| 任务要求 A |
在这篇讲 ResUNet 训练代码的文章里，注释说 masks 是什么类型？
| 任务要求 B |
请从这篇讲 ResUNet 训练代码的文章停下的地方往下续写。

| 文章 |

X_train, X_val = train_test_split(train_image_ids, test_size=val_size, random_state=42)
params = {'img_h': img_h,
          'img_w': img_w,
          'image_dir': train_image_dir,
          'batch_size': batch_size,
          'shuffle': True}

# Get Generators
training_generator = DataGenerator(X_train, masks, **params)
validation_generator = DataGenerator(X_val, masks, **params)
#masks为字典。

实例化DataGenerator实例化

#define Resunet network
def bn_act(x, act=True):
    'batch normalization layer with an optinal activation layer'
    x = tf.keras.layers.BatchNormalization()(x)
    if act == True:
        x = tf.keras.layers.Activation('relu')(x)
    return x

def conv_block(x, filters, kernel_size=3, padding='same', strides=1):
    'convolutional layer which always uses the batch normalization layer'
    conv = bn_act(x)
    conv = Conv2D(filters, kernel_size, padding=padding, strides=strides)(conv)
    return conv

def stem(x, filters, kernel_size=3, padding='same', strides=1):
    conv = Conv2D(filters, kernel_size, padding=padding, strides=strides)(x)
    conv = conv_block(conv, filters, kernel_size, padding, strides)
    shortcut = Conv2D(filters, kernel_size=1, padding=padding, strides=strides)(x)
    shortcut = bn_act(shortcut, act=False)
    output = Add()([conv, shortcut])

| 记录摘录 |
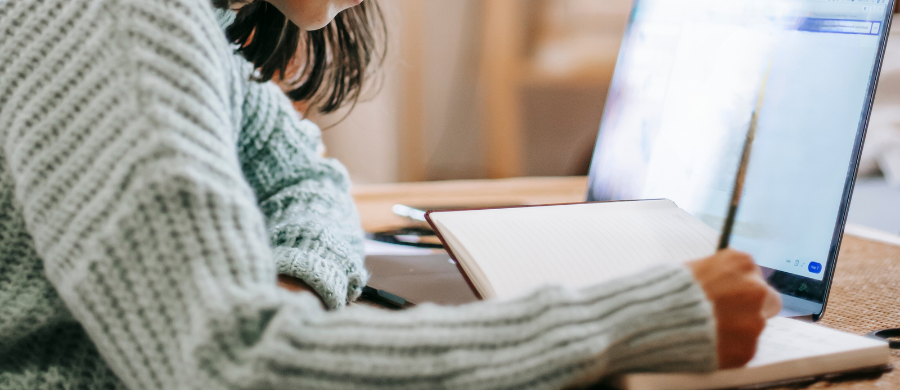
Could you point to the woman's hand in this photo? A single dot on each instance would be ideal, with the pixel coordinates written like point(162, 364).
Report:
point(741, 300)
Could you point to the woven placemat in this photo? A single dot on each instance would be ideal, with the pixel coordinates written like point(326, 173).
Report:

| 任务回答 A |
字典。

| 任务回答 B |
    return output

def residual_block(x, filters, kernel_size=3, padding='same', strides=1):
    res = conv_block(x, filters, k_size, padding, strides)
    res = conv_block(res, filters, k_size, padding, 1)
    shortcut = Conv2D(filters, kernel_size, padding=padding, strides=strides)(x)
    shortcut = bn_act(shortcut, act=False)
    output = Add()([shortcut, res])
    return output

def upsample_concat_block(x, xskip):
    u = UpSampling2D((2,2))(x)
    c = Concatenate()([u, xskip])
    return c

def ResUNet(img_h, img_w):
    f = [16, 32, 64, 128, 256]
    inputs = Input((img_h, img_w, 1))
    
    ## Encoder
    e0 = inputs
    e1 = stem(e0, f[0])#主干网络
    e2 = residual_block(e1, f[1], strides=2)
    e3 = residual_block(e2, f[2], strides=2)
    e4 = residual_block(e3, f[3], strides=2)
    e5 = residual_block(e4, f[4], strides=2)
    
    ## Bridge
    b0 = conv_block(e5, f[4], strides=1)
    b1 = conv_block(b0, f[4], strides=1)
    
    ## Decoder
    u1 = upsample_concat_block(b1, e4)
    d1 = residual_block(u1, f[4])
    
    u2 = upsample_concat_block(d1, e3)
    d2 = residual_block(u2, f[3])
    
    u3 = upsample_concat_block(d2, e2)
    d3 = residual_block(u3, f[2])
    
    u4 = upsample_concat_block(d3, e1)
    d4 = residual_block(u4, f[1])
    
    outputs = tf.keras.layers.Conv2D(4, (1, 1), padding="same", activation="sigmoid")(d4)
    model = tf.keras.models.Model(inputs, outputs)
    return model

以上创建resunet

#创建loss
# Dice similarity coefficient loss, brought to you by: https://github.com/nabsabraham/focal-tversky-unet
def dsc(y_true, y_pred):
    smooth = 1.
    y_true_f = Flatten()(y_true)
    y_pred_f = Flatten()(y_pred)
    intersection = reduce_sum(y_true_f * y_pred_f)
    score = (2. * intersection + smooth) / (reduce_sum(y_true_f) + reduce_sum(y_pred_f) + smooth)
    return score

def dice_loss(y_true, y_pred):
    loss = 1 - dsc(y_true, y_pred)
    return loss

def bce_dice_loss(y_true, y_pred):
    loss = binary_crossentropy(y_true, y_pred) + dice_loss(y_true, y_pred)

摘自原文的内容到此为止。